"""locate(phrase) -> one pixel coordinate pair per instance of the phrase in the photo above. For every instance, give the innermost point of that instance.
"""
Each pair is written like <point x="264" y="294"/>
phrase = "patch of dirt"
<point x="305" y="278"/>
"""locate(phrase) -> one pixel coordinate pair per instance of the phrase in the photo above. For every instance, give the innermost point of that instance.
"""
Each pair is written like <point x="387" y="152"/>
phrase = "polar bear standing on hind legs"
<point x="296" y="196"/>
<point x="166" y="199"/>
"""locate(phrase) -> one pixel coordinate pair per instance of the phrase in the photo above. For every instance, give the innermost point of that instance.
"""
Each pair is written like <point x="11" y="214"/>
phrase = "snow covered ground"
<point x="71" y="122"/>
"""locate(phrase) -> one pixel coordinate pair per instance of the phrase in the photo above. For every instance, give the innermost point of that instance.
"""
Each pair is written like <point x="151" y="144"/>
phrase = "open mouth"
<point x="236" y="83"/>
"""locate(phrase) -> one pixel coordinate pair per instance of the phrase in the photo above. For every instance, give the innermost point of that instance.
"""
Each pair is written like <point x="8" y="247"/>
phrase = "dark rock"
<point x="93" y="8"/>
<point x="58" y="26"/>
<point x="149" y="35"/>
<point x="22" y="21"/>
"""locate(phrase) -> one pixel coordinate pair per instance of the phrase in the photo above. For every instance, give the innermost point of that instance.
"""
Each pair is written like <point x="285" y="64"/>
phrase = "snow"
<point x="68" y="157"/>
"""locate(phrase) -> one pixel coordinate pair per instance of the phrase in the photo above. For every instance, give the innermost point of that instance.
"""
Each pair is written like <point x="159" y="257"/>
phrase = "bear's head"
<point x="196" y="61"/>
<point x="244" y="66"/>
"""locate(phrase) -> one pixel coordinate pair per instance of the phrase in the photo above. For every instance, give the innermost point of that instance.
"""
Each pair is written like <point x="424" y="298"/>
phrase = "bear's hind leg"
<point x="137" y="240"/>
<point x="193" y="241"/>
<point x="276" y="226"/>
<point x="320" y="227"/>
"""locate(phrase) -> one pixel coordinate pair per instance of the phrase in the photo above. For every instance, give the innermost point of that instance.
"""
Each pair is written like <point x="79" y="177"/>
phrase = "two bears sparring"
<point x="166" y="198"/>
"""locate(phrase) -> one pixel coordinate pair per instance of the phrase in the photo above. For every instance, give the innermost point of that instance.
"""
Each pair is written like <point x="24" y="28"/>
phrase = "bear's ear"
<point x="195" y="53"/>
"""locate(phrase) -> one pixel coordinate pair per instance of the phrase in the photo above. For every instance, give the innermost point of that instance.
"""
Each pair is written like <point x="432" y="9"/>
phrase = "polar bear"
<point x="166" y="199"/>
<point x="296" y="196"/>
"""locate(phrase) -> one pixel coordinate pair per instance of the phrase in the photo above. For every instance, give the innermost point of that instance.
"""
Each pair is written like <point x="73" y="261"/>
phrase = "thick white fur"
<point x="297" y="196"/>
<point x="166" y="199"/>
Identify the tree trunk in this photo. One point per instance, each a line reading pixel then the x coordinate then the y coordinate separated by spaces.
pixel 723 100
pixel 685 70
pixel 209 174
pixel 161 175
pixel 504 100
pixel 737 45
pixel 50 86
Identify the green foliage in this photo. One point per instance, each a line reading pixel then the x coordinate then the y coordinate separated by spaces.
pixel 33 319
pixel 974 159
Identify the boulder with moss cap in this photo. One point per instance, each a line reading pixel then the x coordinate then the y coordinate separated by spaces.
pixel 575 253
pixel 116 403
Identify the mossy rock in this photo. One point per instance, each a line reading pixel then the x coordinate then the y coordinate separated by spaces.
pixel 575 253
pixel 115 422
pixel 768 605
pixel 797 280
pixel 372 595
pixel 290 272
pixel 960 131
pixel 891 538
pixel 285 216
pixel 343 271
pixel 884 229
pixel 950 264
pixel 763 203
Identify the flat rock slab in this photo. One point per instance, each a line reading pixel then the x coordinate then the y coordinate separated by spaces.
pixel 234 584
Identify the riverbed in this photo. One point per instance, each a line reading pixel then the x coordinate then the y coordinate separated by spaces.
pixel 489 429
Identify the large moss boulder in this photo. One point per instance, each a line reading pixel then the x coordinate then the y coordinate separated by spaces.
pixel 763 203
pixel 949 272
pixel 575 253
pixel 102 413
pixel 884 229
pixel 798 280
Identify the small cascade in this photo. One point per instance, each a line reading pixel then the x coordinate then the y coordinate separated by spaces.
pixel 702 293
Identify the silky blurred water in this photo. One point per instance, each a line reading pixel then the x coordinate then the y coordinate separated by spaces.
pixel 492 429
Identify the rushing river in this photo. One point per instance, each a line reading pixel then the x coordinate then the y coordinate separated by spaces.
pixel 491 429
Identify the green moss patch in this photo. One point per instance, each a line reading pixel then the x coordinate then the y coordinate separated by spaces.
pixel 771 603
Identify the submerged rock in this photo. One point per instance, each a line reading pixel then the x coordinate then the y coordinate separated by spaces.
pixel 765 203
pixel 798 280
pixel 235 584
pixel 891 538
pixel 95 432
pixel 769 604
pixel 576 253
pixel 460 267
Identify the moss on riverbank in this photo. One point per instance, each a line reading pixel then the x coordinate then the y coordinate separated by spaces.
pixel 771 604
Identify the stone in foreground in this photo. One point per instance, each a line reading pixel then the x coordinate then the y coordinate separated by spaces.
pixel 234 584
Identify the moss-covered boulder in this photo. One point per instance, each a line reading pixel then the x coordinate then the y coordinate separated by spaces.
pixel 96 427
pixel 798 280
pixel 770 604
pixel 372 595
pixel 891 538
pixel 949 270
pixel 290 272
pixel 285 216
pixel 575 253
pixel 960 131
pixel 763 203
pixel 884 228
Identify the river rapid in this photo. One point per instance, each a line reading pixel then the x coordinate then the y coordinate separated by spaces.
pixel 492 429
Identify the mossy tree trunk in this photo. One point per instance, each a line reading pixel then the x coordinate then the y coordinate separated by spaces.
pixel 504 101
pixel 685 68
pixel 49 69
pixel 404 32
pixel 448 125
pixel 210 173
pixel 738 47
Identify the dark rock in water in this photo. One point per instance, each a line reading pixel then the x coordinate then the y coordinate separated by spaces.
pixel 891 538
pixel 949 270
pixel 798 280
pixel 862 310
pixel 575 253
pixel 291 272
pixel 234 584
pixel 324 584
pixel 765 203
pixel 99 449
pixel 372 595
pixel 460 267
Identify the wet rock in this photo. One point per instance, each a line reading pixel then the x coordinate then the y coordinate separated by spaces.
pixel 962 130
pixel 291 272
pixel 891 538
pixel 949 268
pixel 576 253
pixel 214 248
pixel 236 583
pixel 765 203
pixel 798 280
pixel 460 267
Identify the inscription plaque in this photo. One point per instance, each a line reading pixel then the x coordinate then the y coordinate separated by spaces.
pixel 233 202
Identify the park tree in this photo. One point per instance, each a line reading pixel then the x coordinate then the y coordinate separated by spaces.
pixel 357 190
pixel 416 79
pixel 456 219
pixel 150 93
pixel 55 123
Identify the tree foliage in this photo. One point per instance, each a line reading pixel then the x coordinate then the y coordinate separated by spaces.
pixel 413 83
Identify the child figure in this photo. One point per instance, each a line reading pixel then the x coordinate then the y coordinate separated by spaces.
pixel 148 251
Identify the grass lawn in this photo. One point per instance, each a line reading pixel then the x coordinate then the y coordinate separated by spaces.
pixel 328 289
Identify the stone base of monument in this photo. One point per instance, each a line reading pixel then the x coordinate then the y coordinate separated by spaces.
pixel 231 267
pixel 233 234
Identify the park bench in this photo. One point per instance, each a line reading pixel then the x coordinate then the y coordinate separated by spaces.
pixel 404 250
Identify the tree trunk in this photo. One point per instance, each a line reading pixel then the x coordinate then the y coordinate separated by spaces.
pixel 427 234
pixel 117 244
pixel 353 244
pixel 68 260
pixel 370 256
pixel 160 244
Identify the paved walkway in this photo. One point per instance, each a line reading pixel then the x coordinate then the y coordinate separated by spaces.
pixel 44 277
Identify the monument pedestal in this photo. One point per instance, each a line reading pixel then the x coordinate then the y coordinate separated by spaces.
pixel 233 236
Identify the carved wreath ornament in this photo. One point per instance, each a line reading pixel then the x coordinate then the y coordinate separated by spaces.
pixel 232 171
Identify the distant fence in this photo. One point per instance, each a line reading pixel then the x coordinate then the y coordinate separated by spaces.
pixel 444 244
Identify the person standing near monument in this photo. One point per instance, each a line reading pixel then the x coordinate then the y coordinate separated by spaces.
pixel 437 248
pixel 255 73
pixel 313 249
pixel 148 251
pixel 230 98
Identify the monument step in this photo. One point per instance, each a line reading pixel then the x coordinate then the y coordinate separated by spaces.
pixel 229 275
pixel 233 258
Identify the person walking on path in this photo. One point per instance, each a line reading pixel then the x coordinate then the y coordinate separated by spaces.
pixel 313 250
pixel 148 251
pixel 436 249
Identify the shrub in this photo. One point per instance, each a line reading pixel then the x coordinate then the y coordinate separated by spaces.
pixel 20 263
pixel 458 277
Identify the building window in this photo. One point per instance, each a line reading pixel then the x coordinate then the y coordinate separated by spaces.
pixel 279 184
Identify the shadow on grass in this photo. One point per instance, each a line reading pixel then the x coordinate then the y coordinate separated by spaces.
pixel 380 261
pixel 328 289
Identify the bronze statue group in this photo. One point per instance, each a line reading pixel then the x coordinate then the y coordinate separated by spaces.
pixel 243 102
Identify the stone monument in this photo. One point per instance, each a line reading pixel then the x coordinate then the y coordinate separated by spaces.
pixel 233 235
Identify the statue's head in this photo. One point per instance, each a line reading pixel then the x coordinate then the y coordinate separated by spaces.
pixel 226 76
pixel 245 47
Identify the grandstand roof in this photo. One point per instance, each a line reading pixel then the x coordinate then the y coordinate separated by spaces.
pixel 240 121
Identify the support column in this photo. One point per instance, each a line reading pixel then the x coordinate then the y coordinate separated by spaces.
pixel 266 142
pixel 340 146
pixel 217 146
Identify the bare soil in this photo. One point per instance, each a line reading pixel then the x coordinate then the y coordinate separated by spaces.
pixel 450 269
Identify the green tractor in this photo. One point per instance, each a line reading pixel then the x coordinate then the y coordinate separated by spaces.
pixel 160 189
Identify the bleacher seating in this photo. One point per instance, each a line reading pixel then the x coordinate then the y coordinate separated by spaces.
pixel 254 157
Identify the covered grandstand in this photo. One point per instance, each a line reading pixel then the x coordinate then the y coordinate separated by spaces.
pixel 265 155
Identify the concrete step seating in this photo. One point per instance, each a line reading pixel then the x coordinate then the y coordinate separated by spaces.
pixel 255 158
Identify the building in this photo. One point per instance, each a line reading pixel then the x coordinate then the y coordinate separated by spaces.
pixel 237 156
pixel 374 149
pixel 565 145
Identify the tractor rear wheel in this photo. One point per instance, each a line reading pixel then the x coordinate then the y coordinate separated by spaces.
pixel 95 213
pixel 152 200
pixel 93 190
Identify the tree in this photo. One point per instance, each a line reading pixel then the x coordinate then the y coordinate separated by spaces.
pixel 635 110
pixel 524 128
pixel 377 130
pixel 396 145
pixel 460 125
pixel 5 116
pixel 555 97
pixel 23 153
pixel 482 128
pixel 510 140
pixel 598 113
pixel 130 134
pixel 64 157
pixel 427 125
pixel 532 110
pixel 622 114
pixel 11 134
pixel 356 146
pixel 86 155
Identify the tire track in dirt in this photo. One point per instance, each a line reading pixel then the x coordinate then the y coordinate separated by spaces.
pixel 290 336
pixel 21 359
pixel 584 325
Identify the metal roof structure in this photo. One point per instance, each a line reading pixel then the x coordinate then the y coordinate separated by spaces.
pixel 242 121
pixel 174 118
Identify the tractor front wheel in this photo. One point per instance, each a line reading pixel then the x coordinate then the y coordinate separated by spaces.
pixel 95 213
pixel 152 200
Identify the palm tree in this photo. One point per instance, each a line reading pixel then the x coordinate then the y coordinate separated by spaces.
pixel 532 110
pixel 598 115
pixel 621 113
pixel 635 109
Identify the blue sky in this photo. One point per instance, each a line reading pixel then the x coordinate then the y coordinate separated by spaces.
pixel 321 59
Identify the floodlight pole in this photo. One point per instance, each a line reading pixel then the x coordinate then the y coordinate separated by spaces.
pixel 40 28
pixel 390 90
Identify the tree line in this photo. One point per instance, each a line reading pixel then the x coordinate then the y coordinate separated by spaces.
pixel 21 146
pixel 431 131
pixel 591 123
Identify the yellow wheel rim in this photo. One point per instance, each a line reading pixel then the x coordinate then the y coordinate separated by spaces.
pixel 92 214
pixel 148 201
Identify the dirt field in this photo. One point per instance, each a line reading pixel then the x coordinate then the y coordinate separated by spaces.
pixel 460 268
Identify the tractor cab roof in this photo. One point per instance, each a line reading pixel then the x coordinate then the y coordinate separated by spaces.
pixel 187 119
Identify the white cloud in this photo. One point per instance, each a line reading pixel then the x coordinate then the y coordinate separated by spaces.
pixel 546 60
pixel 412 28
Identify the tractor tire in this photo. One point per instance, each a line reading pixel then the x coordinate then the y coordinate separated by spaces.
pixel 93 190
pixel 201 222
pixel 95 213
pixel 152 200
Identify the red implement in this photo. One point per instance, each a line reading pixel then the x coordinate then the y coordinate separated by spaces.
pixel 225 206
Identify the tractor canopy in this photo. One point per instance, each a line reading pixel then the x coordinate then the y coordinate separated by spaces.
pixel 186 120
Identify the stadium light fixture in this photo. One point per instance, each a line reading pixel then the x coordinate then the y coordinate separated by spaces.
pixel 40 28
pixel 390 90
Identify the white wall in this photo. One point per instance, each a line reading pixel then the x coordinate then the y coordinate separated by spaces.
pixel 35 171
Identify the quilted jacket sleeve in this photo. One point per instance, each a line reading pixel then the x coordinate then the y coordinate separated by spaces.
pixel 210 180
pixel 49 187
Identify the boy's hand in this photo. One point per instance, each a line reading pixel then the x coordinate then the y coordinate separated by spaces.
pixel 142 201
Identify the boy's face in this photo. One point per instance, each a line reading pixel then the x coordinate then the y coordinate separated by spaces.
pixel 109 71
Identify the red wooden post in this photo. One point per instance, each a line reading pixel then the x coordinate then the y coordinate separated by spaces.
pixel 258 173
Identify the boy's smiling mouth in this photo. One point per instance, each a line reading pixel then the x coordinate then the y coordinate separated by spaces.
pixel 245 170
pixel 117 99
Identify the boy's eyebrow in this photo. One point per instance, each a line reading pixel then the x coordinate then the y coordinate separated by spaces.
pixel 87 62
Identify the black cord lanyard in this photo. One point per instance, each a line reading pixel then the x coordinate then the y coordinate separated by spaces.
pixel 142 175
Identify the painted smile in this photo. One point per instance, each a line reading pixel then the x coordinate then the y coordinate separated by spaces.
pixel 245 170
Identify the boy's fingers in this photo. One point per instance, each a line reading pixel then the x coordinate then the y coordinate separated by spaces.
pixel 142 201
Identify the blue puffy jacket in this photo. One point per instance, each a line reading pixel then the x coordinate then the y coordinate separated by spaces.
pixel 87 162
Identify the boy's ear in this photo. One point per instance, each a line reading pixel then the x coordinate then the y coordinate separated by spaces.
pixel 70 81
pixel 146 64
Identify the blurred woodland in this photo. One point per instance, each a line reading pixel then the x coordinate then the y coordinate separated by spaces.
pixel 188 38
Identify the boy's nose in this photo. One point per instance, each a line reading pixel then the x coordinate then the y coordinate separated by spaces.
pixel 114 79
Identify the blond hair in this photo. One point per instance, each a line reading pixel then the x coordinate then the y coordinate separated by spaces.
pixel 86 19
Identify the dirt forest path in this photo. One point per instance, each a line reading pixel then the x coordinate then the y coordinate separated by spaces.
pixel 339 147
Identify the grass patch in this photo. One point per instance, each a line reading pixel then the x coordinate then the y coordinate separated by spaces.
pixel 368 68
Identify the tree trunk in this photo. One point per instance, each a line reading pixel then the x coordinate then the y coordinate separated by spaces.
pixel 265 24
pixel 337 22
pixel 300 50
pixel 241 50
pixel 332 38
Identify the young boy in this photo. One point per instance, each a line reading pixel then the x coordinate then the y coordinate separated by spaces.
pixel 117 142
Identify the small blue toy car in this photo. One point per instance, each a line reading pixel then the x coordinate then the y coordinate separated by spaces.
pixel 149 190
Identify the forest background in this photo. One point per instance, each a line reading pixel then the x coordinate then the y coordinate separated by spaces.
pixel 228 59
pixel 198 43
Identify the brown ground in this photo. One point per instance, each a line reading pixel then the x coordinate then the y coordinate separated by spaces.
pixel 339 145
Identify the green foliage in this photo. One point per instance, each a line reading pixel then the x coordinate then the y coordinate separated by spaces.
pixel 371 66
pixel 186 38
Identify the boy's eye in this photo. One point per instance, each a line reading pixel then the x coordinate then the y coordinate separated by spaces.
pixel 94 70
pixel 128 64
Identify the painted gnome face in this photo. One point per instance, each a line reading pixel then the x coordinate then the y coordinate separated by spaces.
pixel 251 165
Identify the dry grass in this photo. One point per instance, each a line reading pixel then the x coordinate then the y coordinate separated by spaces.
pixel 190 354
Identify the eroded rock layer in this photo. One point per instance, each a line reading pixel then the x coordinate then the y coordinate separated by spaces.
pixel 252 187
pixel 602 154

=-=-=-=-=

EXERCISE REQUIREMENTS
Wherever the string "written" occurs in the listing, return the line it sits on.

EXERCISE ANSWER
Each pair is written like <point x="264" y="294"/>
Each pair is written like <point x="387" y="152"/>
Each pair is written like <point x="11" y="214"/>
Each pair is written like <point x="151" y="144"/>
Each pair is written like <point x="8" y="247"/>
Each pair is written like <point x="285" y="64"/>
Each pair is written like <point x="159" y="257"/>
Each pair is written like <point x="424" y="298"/>
Each pair is written like <point x="79" y="177"/>
Each pair is written like <point x="24" y="28"/>
Each pair is written like <point x="432" y="9"/>
Each pair is written like <point x="73" y="261"/>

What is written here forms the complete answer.